# Extracted text
# # # # #

1. Introduction

Modern production requires effective methods for inspection and quality control at the production place. Outsourcing and globalization result in possible large distances between cooperating partners. This may cause serious problems with respect to the just-in-time exchange of information and the response to possible violations of quality standards. Consequently, new challenges arise for optical measurement techniques especially in the field of shape control, such as


• the inspection of parts where the master and the sample are not at the same place,
• the maintenance of calibration tools at different places or
• the matching of samples produced at different places.

A basic requirement for the solution of these tasks is the availability of the 3D information of the objects to be compared. In which way the object data have to be provided is determined by the measuring task itself.

In this paper we describe a new techniques for the direct comparison of the shape of two objects where it is not necessary that both samples are located at the same place. In contrast to the wellknown incoherent techniques based on inverse fringe projection this new approach prefers a coherent mask that is used for the illumination of the sample object. The coherent mask is created by Digital Holography to enable the instant access to the complete optical information of the master object at any wanted place. The transmission of the digital master holograms to this place can be done via digital telecommunication networks.

The availability of the complete optical information of the master object in the form of its digital hologram makes it possible to compare its shape and deformation with those of a sample object having a different microstructure. This can be done in two ways:


• digital comparison of the respective phase distributions of the relevant digital holograms or
• analogue comparison of both interferograms by Digital Comparative Holography.

In the case of a digital comparison the difference phases of the master object and the sample object are subtracted directly in the computer. This results in a disappearance of the object shape and the appearance of the shape difference between the two objects. In case of the analogue technique the digital interferogram of the master object has to be reconstructed by a digital light modulator such as a liquid crystal spatial light modulator or a digital mirror device. The reconstructed hologram is used for the coherent illumination of the sample object. This delivers the basis for making Comparative Digital Holography which leads to an interferogram that indicates only the difference in shape or deformation between master and sample.

2. Different Approaches for the Master-Sample-Comparison by Optical Inspection

The comparison of the shape of two nominally identical but physically different objects is a standard task in industrial inspection: the so-called master-sample-comparison. In case of objects having optically smooth surfaces, such as lenses and mirrors, holographic techniques have been applied since many years [1]. However, the optical inspection of industrial components having rough surfaces is a more complicated task. The application of interferometric techniques is limited here to rather simple objects as for instance cylindrical shells. The difficulty consists in the difference of the microstructures of the objects to be compared. Because of the strong decorrelations of the interfering wave fronts a statistical interference pattern will appear only. Therefore grazing incidence of light is preferred to reduce the interferometric sensitivity of the setup [2,3].

In recent years various methods have been developed that are based on white light fringe projection [4]. A fast comparison between master and sample can be performed if the inverse fringe pattern of the master object is used for the structured illumination of the sample object [5,6,7]. The inverse pattern can be calculated for instance by a special ray-tracing method that is based on a correspondence between the pixels of the CCD-sensor and the LCD/DMDprojector. If the sample object completely fits the shape of the master piece the inverse projection delivers an equidistant and non-distorted fringe pattern. Every deviation between master and sample causes local distortions in the fringe pattern which can be detected very fast by means of correlation and Fourier processing techniques, respectively.

# # # # #

Object location annotation data
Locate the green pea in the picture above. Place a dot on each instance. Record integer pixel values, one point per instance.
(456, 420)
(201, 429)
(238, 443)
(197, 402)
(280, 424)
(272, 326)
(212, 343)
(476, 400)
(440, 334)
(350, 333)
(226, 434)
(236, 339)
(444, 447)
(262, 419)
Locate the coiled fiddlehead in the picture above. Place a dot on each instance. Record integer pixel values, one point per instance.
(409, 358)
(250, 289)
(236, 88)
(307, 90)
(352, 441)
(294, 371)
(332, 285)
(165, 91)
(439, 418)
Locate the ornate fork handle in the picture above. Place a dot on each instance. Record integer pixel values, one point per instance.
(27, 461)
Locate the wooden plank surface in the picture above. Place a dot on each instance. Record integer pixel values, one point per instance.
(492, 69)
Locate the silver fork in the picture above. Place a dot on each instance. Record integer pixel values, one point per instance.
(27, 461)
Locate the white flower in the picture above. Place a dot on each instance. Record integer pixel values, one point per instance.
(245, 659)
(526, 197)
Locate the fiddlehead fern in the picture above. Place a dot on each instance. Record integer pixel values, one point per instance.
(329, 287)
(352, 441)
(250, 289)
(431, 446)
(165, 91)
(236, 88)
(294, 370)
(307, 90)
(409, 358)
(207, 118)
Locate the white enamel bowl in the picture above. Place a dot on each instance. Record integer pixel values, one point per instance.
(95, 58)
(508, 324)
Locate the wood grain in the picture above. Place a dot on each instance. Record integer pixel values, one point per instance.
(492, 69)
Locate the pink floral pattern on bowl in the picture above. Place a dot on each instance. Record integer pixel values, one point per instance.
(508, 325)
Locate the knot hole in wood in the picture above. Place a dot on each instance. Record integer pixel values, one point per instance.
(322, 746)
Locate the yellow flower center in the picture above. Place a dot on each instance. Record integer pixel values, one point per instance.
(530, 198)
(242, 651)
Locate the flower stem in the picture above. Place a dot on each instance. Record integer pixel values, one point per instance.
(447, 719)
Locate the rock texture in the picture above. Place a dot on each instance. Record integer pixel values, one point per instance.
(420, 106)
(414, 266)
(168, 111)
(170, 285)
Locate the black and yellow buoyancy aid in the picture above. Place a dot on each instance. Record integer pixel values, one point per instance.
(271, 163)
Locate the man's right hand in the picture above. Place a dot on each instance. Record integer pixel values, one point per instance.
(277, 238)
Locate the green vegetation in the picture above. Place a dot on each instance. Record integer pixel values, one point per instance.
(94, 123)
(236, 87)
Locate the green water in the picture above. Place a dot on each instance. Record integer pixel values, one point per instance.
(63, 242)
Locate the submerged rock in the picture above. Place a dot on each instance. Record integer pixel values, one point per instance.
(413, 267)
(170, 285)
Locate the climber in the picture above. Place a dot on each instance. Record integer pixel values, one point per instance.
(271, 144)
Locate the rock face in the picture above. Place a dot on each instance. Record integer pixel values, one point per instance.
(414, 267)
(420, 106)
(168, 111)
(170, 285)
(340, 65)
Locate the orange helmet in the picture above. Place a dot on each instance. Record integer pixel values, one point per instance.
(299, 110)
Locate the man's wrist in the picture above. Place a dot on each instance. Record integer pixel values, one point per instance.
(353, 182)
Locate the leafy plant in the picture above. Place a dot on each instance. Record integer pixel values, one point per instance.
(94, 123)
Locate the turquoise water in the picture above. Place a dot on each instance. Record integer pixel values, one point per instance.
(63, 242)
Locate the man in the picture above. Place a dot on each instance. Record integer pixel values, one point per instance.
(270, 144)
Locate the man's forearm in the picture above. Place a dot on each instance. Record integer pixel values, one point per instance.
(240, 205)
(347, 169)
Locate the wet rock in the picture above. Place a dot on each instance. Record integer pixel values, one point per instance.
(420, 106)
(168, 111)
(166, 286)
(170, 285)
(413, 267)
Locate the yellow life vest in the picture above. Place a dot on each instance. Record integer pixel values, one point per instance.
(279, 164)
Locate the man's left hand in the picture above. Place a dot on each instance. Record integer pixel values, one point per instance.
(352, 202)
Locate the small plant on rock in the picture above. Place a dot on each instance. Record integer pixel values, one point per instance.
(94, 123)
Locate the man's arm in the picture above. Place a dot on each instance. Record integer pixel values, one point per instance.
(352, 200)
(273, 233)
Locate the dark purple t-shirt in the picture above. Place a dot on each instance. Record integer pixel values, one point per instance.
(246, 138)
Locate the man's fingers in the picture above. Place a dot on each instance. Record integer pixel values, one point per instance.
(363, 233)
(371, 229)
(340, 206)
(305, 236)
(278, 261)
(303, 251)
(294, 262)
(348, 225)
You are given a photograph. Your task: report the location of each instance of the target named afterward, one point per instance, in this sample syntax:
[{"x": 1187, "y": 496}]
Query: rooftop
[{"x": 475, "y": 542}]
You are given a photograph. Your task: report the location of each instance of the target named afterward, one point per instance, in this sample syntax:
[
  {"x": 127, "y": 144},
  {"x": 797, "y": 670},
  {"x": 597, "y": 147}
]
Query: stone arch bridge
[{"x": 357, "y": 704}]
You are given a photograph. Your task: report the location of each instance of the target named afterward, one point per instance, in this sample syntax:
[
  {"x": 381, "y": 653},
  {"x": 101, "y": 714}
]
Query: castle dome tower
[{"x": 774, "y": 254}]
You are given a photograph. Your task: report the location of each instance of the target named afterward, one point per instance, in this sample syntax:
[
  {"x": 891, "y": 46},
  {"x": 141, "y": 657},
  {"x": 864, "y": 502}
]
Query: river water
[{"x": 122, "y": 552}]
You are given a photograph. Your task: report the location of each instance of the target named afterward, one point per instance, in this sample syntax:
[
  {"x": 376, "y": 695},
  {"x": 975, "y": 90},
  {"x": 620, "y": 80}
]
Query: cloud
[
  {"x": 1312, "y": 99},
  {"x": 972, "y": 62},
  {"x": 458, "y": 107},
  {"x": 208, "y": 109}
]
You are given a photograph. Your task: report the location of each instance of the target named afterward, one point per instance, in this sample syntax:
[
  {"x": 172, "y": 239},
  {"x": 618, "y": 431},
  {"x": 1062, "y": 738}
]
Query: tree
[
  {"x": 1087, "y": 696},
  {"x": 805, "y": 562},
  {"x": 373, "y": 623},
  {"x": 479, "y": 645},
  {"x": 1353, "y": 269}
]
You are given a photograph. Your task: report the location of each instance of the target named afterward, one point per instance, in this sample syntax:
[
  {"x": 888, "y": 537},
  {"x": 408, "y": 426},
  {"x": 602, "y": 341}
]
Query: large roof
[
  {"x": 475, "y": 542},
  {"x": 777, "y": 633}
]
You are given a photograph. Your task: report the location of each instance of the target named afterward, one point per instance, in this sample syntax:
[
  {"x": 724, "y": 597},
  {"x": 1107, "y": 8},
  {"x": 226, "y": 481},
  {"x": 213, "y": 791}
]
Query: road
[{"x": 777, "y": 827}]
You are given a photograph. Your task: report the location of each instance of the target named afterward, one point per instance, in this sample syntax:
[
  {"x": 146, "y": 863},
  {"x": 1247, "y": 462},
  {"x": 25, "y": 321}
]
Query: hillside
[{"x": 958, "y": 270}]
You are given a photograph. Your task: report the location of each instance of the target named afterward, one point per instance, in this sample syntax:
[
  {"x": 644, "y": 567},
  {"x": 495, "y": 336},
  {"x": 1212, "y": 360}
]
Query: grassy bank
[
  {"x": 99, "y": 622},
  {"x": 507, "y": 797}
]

# # # # #

# Directions
a - Give again the passage from the optical inspection text above, from "The comparison of" up to and including "the setup [2,3].".
b - Locate every line of the records above that contains the word "water" and copy each such line; case counts.

# Replies
a -
The comparison of the shape of two nominally identical but physically different objects is a standard task in industrial inspection: the so-called master-sample-comparison. In case of objects having optically smooth surfaces, such as lenses and mirrors, holographic techniques have been applied since many years [1]. However, the optical inspection of industrial components having rough surfaces is a more complicated task. The application of interferometric techniques is limited here to rather simple objects as for instance cylindrical shells. The difficulty consists in the difference of the microstructures of the objects to be compared. Because of the strong decorrelations of the interfering wave fronts a statistical interference pattern will appear only. Therefore grazing incidence of light is preferred to reduce the interferometric sensitivity of the setup [2,3].

b -
Locate the green water in the picture above. Place a dot on each instance. Record integer pixel values, one point per instance.
Locate the turquoise water in the picture above. Place a dot on each instance. Record integer pixel values, one point per instance.
Query: river water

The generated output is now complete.